# [Text shown]
********
Subjects: Indigenous affairs; Charles Perkins; Japanese
Prime Minister.
E&OE ...................................................................
JONES:
Prime Minister Howard, good morning.
PRIME MINISTER:
Good morning, Alan.
JONES:
You were angry yesterday.
PRIME MINISTER:
Yes, angry at the suggestion that the Government has used this submission to the Senate as some kind of political wedge to score a political point by endeavouring to exploit some negative elements in the Australian community about aboriginal people. That is a complete distortion of the truth. It's got no foundation. That submission, the existence of which I frankly didn't know anything about until the weekend, was put in in the normal course of events by the Minister, it having been prepared at a bureaucratic level, approved by him and cleared at a ministerial office level in the normal fashion. The idea that we've set out to create some kind of debate and fury and firestorm over this issue, I mean those allegations are coming from our political opponents. They have no substance and the point I was making in the Parliament yesterday is that although we may differ from the Labor Party about how you achieve goals in this area, there's no lack of concern and compassion.
We are very committed to what I call practical reconciliation, helping the disadvantaged. We can argue about what happened in the past, but in the end you can't alter that. What you can do is something about the present and the future. And I would have thought most sensible Australians agree that aborigines were treated badly in the past and they want them to be part of the community and to have the same opportunities as the rest of us. But they don't like being called racist and they don't like extravagant language like Mr Perkins used yesterday to be part of the debate. And I think I was expressing in a sense, a collective public anger over those who would attempt to brand us in that way.
JONES:
How do you feel about Charles Perkins' statements, going to millions of people around the world arguing that the place is going to burn, burn, burn? If you want to see burning cars and burning buildings then come over enjoy yourself. This is to people worldwide.
PRIME MINISTER:
What I would say to those same people, he does not speak for Australia. He does not speak for indigenous Australians. I'm quite certain that many aboriginal people I know and may disagree with me on a lot of issues will be ashamed of those remarks and will disassociate themselves from it. And what I would say to your listeners and to people around the world is not only does he not speak for Australia, but he doesn't speak for the indigenous community on this issue.
JONES:
The issue that seems to have inflamed public opinion is the notion that to talk about generations is a myth - a notion of a generation of Australians when arguably it's somewhere between one in three and one in ten who were removed. Was it, given that that kind of comment was going to be made a) would it have been better for such a sensitive matter have been cleared with you in the first place and; b) is the Government nit-picking at some cost by using that terminology?
PRIME MINISTER:
That's what our critics have said and people will have different views. To start with the word myth was not used. And if you read the document you will see that it is a very flat, and I don't say this critically, bureaucratic type of document which just seeks out to put down some facts. I mean one of the facts [inaudible] about the original Human Rights' Commission Report which talked about the children that were taken away is that I don't think anybody who was involved in the taking away, that is, people on the other side of it, were in fact involved in giving evidence. Now, I am not quite certain as to the reason for that and there was, and there still continues to be, debate in the community amongst those who have a recollection and those who've spoken to people who have a recollection about the circumstances of each child being taken away. It is true, as the submission points out that some of the children that were taken away they would still be taken away under today's laws.
********
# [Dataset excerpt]
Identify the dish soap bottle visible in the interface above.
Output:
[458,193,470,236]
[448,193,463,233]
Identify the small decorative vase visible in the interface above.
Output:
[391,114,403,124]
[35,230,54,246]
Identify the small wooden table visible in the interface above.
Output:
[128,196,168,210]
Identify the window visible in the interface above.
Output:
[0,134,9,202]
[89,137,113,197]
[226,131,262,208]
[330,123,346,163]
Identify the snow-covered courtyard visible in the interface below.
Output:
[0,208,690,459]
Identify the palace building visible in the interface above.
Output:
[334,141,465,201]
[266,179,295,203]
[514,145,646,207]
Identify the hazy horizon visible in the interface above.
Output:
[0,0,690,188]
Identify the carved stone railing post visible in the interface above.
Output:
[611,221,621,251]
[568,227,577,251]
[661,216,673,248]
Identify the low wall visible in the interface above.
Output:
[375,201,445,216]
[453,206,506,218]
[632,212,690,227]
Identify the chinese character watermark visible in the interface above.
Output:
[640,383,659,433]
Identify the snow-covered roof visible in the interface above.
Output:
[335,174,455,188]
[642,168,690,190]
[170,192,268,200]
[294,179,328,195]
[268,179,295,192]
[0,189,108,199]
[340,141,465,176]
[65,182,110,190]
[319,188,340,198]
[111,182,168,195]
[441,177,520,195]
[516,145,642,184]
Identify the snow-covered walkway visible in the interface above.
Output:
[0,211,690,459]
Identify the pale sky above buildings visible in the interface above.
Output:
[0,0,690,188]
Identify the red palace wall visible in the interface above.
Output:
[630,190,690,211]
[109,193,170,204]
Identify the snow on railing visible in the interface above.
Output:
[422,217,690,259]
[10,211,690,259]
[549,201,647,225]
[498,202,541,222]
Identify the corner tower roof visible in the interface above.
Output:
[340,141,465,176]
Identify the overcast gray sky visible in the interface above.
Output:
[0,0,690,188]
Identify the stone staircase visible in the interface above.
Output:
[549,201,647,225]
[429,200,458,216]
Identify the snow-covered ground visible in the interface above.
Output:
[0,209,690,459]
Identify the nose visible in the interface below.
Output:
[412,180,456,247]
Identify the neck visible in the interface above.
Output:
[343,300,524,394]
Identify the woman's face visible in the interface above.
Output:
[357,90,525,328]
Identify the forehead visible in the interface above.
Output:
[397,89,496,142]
********
# [Exercise brief]
According to the interview transcript, why was the Prime Minister angry the day before? Answer in one to three sentences.

# [Full output]
He was angry at the suggestion that the Government had used its submission to the Senate as a political wedge. The claim was that it sought to score a point by exploiting negative feelings in the Australian community about aboriginal people. He called this a complete distortion of the truth with no foundation.